**SUPPLIED DATA:**
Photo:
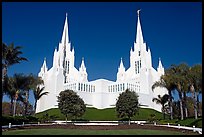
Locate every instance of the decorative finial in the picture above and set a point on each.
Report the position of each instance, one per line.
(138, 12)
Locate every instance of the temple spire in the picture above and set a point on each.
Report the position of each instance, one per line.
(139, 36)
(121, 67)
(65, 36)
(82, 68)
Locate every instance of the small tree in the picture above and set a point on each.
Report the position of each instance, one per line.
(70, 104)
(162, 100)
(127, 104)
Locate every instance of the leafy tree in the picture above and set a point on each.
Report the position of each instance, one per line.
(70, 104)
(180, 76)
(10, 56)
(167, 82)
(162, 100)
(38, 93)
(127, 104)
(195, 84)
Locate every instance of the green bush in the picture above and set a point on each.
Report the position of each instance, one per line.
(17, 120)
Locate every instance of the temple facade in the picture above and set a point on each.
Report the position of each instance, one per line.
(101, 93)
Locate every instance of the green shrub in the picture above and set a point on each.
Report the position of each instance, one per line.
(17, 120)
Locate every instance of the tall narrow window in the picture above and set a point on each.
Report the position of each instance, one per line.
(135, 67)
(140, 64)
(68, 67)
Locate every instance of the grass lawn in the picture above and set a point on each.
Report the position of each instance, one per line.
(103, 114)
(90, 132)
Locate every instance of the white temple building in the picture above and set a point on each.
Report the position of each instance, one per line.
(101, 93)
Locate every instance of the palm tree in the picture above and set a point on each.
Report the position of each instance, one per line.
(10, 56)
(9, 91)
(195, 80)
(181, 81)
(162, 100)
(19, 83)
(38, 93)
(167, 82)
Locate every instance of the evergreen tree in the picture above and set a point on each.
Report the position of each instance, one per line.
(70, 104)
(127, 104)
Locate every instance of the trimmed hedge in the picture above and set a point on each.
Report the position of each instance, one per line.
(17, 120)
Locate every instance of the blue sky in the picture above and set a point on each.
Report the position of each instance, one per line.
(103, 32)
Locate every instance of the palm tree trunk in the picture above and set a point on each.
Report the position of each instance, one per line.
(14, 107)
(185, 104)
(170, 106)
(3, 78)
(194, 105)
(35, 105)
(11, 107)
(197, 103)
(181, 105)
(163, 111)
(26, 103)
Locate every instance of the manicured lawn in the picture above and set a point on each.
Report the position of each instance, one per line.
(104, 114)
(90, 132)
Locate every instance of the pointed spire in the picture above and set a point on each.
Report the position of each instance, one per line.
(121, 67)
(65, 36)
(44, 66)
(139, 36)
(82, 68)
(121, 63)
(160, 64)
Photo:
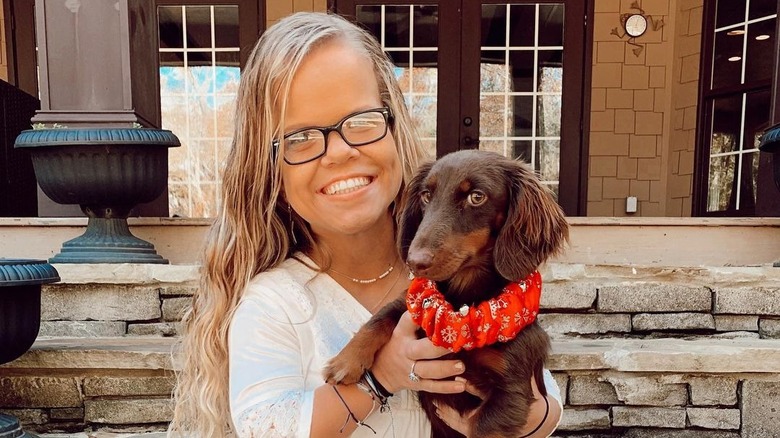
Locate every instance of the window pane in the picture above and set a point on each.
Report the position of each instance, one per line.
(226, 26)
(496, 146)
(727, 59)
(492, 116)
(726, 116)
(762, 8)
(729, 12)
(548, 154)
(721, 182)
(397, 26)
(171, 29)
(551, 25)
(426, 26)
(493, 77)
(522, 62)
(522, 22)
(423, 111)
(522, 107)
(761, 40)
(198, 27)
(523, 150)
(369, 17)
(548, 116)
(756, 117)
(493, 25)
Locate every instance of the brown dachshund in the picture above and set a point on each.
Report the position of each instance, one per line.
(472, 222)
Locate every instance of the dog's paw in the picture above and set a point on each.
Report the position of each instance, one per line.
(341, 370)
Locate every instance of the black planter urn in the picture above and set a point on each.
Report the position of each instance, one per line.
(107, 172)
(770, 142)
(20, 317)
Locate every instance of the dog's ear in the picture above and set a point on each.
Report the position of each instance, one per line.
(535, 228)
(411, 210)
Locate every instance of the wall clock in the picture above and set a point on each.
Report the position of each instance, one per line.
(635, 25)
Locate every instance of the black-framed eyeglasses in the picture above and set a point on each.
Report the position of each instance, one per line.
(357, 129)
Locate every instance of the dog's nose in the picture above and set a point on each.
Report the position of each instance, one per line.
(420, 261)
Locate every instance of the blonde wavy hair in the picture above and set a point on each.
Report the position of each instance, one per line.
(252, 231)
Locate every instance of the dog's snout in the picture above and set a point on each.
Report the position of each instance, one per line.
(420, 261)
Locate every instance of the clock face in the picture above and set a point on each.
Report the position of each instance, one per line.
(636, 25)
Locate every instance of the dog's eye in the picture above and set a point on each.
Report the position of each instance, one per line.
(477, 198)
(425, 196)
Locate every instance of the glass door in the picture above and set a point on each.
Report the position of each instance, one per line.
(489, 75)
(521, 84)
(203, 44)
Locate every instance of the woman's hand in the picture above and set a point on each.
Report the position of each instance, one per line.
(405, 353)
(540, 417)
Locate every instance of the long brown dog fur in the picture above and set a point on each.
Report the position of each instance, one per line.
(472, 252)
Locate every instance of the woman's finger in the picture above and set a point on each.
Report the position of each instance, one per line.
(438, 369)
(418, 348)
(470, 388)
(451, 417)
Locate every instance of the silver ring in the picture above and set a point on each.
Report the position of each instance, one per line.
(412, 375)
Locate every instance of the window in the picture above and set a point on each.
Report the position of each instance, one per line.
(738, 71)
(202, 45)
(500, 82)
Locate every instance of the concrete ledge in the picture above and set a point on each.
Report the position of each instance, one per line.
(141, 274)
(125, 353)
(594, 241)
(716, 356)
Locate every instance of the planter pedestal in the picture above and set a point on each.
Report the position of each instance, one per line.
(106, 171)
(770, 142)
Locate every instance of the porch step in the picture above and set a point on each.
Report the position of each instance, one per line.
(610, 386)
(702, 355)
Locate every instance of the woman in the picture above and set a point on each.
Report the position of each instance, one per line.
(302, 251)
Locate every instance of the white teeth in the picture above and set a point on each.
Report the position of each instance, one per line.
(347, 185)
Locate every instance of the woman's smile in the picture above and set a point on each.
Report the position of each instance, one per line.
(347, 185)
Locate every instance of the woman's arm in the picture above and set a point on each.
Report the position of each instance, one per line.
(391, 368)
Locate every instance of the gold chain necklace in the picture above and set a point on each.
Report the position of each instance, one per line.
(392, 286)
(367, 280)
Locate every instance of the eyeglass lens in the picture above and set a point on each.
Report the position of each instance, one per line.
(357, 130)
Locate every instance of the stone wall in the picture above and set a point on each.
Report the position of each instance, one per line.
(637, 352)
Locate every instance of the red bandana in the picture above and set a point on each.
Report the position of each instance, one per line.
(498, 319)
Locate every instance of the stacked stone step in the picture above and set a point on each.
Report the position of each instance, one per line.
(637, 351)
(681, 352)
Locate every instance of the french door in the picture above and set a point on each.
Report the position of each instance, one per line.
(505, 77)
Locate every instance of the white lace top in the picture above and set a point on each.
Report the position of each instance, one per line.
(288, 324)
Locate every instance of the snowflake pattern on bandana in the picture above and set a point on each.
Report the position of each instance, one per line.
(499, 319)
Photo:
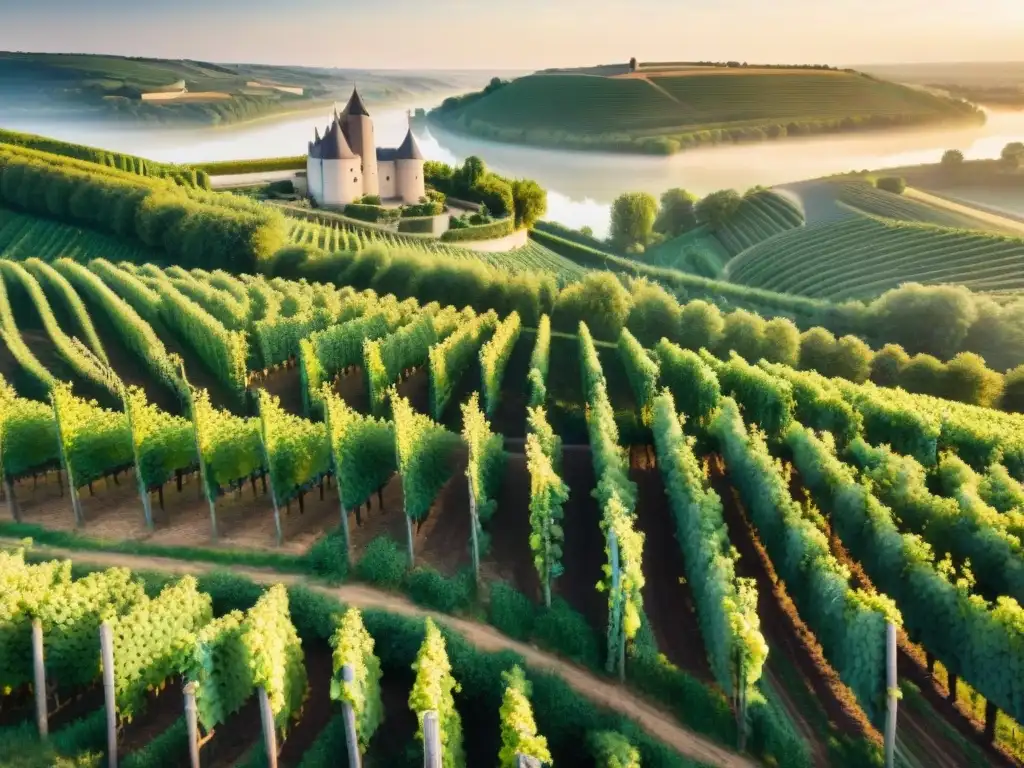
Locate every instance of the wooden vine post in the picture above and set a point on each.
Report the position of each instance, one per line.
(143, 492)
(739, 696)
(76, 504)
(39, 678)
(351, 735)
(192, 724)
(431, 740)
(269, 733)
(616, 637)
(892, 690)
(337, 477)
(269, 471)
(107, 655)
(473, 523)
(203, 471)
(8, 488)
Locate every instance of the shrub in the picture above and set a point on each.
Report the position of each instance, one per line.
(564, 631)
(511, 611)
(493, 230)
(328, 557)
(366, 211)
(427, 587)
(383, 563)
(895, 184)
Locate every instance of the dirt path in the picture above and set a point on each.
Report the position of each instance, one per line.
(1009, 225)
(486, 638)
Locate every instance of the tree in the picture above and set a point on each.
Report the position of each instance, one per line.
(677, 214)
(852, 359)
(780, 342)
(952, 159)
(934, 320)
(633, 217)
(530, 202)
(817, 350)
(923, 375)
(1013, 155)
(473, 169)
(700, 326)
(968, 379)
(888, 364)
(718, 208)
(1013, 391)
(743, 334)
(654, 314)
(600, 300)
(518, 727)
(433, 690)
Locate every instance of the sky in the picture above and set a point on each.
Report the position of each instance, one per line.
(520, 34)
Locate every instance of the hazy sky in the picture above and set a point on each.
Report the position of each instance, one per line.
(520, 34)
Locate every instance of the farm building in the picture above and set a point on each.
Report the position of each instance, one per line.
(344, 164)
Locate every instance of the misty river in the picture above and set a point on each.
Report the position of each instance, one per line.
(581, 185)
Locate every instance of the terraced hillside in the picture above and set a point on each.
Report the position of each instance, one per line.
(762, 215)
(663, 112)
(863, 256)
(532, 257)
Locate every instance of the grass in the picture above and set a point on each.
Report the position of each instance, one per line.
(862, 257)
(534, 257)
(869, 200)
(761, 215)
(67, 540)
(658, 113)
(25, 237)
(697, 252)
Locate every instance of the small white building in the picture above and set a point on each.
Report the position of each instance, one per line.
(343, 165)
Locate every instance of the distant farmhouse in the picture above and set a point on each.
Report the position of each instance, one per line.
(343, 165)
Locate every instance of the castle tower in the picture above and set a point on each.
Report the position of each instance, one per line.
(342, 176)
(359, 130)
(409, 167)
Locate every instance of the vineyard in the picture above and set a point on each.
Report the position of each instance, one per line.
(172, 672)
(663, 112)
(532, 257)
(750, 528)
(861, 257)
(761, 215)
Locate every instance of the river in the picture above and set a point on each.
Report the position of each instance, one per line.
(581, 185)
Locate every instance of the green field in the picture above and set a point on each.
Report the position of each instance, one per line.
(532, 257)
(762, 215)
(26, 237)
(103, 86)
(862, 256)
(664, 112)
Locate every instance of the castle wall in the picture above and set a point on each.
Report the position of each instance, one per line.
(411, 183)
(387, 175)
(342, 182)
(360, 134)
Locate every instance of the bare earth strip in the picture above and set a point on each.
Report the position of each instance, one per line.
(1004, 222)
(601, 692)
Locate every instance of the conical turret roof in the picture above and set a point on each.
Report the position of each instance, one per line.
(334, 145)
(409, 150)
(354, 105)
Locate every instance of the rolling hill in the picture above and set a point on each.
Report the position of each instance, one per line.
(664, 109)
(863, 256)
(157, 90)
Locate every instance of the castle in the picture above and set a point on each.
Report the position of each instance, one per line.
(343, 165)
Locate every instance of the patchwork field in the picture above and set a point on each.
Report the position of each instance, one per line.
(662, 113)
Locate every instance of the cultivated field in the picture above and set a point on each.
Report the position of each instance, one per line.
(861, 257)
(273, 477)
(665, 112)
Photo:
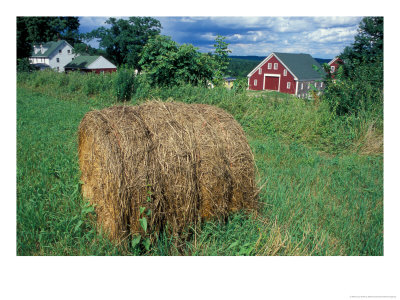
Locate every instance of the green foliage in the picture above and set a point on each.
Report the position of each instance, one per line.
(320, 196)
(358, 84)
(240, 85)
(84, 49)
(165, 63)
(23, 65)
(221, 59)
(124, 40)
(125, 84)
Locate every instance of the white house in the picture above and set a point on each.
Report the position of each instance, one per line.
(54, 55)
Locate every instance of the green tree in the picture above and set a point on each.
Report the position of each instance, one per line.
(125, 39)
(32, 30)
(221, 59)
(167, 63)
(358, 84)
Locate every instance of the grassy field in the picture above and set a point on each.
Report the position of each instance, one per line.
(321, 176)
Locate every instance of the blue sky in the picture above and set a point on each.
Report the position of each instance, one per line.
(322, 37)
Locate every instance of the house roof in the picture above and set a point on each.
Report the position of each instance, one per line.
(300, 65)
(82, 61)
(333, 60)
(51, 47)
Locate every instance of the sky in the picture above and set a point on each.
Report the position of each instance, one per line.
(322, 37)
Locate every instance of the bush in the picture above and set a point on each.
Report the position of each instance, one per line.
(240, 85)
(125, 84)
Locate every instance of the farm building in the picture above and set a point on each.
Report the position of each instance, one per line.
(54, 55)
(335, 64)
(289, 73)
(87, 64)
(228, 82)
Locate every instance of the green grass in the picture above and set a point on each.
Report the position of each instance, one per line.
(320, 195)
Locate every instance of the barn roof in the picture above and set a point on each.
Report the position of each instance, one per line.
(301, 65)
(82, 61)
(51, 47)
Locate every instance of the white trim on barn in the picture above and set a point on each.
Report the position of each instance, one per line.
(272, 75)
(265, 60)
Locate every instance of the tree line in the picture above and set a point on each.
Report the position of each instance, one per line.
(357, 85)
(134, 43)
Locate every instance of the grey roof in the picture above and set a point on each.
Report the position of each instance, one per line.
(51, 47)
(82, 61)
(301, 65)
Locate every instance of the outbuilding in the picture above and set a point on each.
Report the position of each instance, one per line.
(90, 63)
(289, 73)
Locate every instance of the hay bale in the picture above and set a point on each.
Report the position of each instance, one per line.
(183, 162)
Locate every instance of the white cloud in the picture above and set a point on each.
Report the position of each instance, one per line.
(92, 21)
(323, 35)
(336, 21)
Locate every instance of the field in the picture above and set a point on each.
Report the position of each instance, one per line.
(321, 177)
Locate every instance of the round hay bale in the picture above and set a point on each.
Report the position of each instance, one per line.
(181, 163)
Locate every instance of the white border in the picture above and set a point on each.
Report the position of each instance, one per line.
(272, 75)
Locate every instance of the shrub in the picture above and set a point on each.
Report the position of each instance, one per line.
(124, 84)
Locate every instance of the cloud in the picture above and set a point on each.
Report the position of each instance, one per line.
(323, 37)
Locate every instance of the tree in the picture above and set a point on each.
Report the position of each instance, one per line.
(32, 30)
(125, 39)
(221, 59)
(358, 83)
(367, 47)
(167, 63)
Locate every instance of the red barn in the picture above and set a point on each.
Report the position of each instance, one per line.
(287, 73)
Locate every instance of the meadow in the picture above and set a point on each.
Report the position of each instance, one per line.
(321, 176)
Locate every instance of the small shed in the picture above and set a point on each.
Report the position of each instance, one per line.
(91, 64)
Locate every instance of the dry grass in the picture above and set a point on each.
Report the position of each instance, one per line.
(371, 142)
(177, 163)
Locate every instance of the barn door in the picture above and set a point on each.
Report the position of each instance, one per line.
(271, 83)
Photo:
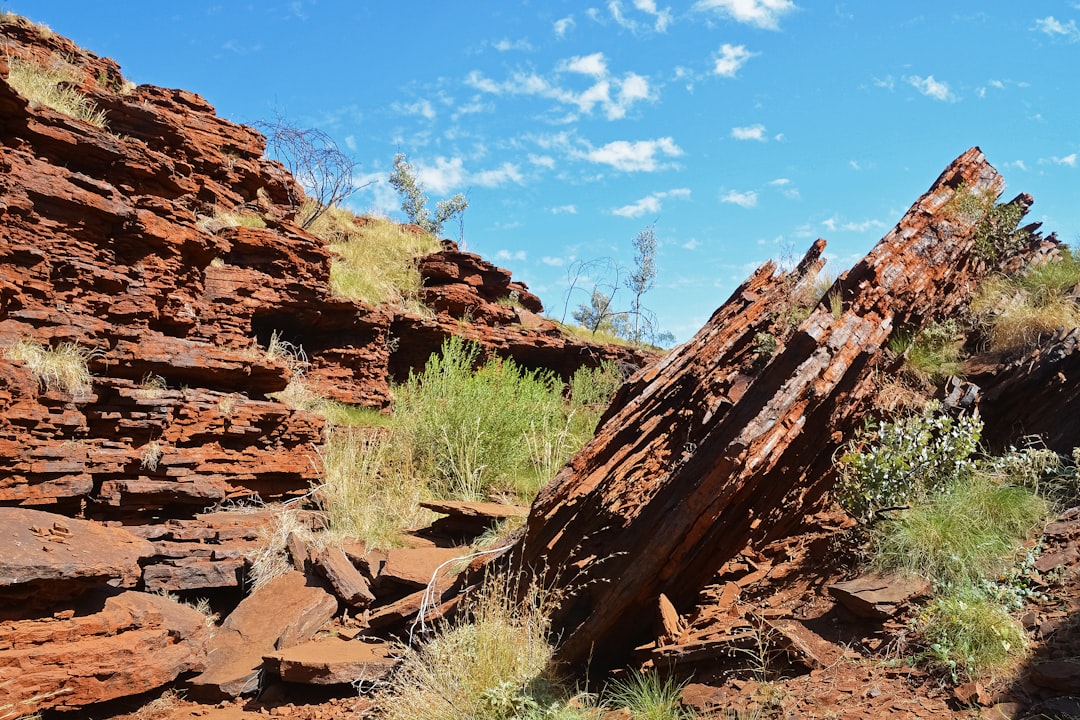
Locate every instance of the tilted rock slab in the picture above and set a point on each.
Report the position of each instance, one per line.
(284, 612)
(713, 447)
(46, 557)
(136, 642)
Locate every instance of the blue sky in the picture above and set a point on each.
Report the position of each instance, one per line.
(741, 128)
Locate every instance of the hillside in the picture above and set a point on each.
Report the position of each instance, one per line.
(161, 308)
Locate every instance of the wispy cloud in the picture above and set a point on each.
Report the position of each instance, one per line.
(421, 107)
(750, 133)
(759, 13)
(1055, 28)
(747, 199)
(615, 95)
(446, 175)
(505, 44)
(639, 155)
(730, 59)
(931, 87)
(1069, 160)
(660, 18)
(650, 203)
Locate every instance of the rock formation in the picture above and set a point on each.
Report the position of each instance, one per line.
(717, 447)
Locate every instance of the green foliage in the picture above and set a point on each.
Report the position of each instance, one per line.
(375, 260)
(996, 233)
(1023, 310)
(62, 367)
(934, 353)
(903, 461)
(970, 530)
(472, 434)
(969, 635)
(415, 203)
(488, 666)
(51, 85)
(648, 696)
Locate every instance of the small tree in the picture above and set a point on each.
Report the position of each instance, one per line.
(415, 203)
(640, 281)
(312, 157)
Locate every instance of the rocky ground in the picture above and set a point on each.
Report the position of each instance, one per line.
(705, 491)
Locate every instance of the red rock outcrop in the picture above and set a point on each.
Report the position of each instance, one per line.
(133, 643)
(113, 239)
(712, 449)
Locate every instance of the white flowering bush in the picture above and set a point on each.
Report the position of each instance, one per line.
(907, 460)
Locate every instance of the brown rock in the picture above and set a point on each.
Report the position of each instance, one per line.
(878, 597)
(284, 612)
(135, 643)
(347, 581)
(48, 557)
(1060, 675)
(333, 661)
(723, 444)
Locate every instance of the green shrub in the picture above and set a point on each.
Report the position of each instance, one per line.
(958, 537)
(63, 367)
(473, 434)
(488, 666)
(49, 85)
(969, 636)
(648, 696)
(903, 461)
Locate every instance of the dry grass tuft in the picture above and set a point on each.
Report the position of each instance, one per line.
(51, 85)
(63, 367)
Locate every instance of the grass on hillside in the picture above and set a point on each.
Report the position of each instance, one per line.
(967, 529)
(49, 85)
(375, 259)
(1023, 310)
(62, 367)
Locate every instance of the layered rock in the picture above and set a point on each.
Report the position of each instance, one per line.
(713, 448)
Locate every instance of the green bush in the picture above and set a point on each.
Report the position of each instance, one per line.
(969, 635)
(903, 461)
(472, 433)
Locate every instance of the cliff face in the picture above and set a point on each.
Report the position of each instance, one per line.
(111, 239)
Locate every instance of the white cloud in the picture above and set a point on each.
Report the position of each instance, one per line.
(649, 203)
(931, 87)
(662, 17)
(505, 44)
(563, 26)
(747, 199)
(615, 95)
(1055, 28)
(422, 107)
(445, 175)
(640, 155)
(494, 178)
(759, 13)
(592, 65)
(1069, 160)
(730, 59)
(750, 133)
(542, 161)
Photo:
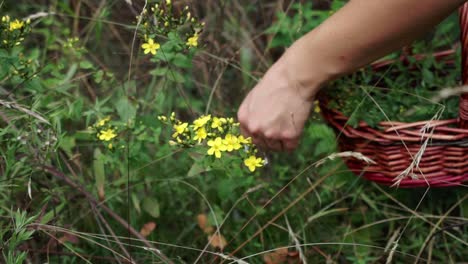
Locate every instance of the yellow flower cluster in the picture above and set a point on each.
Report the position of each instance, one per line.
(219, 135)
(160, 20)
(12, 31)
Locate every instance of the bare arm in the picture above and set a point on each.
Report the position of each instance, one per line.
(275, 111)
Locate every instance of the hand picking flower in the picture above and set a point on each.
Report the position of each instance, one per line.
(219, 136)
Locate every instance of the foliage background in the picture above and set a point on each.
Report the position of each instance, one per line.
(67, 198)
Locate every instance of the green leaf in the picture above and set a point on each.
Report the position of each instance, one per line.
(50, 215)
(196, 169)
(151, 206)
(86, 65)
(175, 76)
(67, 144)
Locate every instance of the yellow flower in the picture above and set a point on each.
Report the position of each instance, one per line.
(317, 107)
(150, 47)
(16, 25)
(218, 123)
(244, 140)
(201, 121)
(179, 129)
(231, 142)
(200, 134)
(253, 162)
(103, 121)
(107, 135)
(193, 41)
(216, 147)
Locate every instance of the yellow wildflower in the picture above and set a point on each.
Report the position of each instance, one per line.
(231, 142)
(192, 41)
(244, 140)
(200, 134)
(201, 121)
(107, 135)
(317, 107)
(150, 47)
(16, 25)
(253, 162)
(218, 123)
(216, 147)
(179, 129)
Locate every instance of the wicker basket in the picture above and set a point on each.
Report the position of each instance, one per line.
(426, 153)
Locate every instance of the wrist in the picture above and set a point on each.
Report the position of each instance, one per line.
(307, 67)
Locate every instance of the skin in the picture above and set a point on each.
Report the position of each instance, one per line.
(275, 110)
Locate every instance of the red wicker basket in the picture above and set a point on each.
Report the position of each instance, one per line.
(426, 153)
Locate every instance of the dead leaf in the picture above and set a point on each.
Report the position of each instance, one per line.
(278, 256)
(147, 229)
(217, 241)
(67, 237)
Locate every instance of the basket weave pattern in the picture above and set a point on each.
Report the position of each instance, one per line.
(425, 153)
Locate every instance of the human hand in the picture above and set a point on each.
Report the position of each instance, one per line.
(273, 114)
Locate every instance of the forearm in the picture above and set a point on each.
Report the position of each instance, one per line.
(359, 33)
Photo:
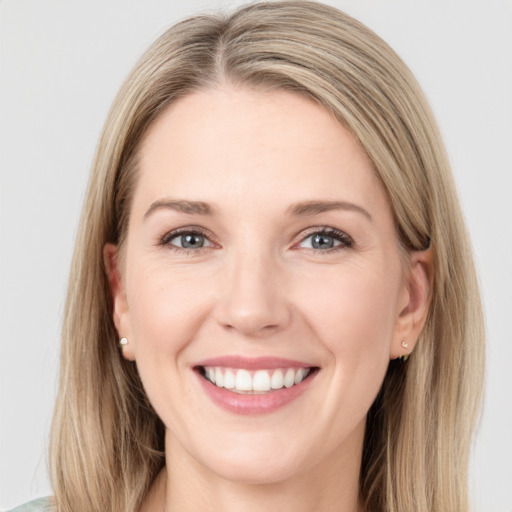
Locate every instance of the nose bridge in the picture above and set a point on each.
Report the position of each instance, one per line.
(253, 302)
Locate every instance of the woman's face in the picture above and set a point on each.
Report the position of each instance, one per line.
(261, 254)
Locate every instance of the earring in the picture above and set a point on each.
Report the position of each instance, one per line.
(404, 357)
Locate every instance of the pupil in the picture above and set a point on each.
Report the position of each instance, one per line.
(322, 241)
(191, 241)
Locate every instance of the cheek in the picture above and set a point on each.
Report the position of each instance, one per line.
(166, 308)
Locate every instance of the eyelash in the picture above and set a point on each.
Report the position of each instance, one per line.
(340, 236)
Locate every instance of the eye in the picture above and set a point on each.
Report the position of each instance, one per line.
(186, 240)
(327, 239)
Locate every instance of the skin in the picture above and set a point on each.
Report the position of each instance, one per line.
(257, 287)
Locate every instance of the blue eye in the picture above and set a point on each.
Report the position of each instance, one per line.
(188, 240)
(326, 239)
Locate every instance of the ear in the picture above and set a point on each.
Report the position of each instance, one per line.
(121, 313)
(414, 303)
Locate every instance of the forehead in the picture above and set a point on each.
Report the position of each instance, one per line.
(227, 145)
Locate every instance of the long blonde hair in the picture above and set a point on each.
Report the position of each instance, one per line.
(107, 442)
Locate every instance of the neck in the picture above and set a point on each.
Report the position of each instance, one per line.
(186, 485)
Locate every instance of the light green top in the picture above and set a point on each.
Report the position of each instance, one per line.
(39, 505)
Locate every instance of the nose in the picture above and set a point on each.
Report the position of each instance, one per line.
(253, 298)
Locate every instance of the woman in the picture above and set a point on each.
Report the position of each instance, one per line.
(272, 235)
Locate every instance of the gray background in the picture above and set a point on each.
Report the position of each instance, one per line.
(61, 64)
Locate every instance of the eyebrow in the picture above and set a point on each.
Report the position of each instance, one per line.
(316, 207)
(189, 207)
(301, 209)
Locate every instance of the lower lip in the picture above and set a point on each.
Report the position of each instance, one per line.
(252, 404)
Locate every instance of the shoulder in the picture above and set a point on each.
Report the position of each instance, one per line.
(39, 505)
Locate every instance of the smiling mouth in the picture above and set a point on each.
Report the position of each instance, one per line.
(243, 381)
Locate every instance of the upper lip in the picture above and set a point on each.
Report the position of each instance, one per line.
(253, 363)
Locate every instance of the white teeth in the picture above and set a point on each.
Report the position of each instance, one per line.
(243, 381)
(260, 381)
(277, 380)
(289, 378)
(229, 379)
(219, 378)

**PROBLEM TO SOLVE:** Print from the line containing "Locate every instance of the light" to the last line above, exactly as written.

**EXERCISE SOLUTION:**
Locate every instance of the light green top in the picture above and set a point on each.
Report the position of each instance, one per line.
(39, 505)
Locate every instance of the nose in the picture above and set a point on each.
Report the position of each instance, one per line.
(253, 298)
Locate every instance of the woman in the picture above and set a point on each.
Report the position of each instance, one per line.
(272, 235)
Locate every instance of the gray background in the picture above and set a point on each.
Report the position of each instance, one per line.
(61, 64)
Locate every instance of the eyebrow in the picture above and set a point on each.
Report the position of each instance, one per line.
(316, 207)
(189, 207)
(301, 209)
Locate every instance of the lower lip in the picture above and set a point on each.
Report the position of each instance, one per line.
(252, 404)
Locate every instance of the shoulder in the picture above and set a point on each.
Report the position of each instance, one per line.
(39, 505)
Locate every instance of the smiling mouth in the picture above and set a point on each.
Report the position of each instance, one per line.
(243, 381)
Locate every instance of the upper lip in the picture above and set a point on each.
Report the position of each instance, one per line.
(253, 363)
Locate every instance of the white teeth in the picture above and set a point on each.
Report the position of each instance, one per line.
(243, 381)
(260, 381)
(277, 380)
(289, 378)
(229, 379)
(219, 378)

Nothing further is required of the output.